■ RECORDS FOR PROCESSING:
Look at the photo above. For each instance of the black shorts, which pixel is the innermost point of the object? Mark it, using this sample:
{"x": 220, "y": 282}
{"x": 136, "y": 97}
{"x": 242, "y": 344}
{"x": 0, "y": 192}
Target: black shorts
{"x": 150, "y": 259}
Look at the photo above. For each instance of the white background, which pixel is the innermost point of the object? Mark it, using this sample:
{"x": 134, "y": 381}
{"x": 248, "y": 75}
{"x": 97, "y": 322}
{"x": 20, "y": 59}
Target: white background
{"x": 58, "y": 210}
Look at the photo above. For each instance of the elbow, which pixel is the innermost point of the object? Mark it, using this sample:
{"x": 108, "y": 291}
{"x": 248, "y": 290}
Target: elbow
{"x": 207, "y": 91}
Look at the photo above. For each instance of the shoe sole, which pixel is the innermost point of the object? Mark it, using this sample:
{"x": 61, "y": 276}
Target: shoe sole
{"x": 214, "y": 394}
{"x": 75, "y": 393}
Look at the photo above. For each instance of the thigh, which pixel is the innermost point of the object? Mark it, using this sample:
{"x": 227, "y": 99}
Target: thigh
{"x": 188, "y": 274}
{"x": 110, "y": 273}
* * *
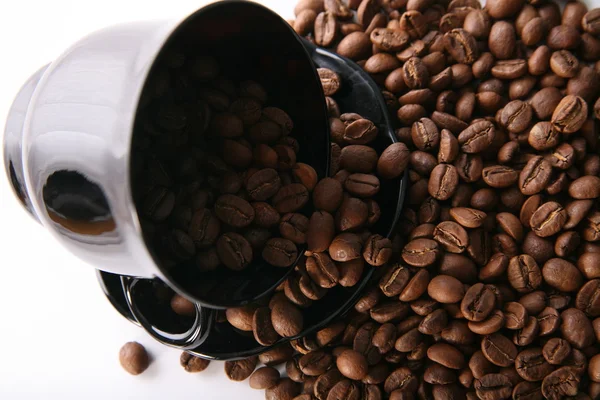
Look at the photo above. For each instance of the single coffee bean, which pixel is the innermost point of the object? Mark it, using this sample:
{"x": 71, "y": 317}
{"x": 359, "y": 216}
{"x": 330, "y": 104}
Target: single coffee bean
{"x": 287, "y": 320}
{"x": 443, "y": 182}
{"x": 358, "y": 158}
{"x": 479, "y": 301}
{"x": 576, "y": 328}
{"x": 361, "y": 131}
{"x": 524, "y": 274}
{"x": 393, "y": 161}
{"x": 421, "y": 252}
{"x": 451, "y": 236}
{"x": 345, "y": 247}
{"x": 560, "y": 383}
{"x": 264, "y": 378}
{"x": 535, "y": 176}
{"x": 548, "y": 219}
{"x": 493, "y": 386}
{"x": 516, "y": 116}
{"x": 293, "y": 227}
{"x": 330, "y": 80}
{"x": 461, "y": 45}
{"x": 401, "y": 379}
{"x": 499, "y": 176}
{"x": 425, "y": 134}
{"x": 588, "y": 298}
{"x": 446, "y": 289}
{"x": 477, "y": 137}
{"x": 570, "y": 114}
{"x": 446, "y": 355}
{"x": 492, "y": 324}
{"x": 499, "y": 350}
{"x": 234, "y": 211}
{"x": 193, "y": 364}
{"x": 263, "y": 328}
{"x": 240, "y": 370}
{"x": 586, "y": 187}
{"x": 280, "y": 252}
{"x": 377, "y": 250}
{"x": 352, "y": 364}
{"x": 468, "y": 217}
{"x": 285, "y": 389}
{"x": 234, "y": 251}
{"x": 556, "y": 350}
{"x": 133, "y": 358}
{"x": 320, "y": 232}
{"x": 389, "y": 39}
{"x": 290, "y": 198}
--
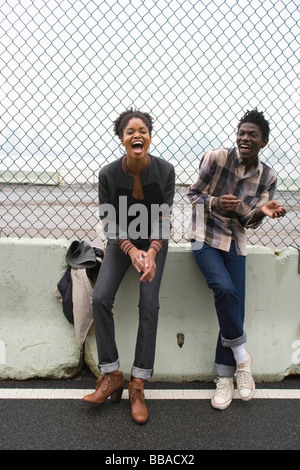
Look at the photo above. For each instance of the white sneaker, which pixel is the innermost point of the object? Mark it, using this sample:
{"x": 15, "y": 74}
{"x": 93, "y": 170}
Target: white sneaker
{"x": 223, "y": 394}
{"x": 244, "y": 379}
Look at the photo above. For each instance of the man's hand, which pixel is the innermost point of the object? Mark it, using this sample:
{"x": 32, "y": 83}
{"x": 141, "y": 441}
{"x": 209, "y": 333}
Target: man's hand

■ TASK PROMPT: Set out the lines of the records from the one containing "Look at the photo above. For each instance of the man's" through the one containing "Target: man's hand", inclusive, as a numbered list, omitting any blank lines.

■ ANSWER TO THIS TASK:
1. Look at the photo above. For each instance of the man's hand, which pixel is the innermost point of the object? Mark it, using this sample:
2. {"x": 32, "y": 83}
3. {"x": 141, "y": 441}
4. {"x": 209, "y": 333}
5. Target: man's hand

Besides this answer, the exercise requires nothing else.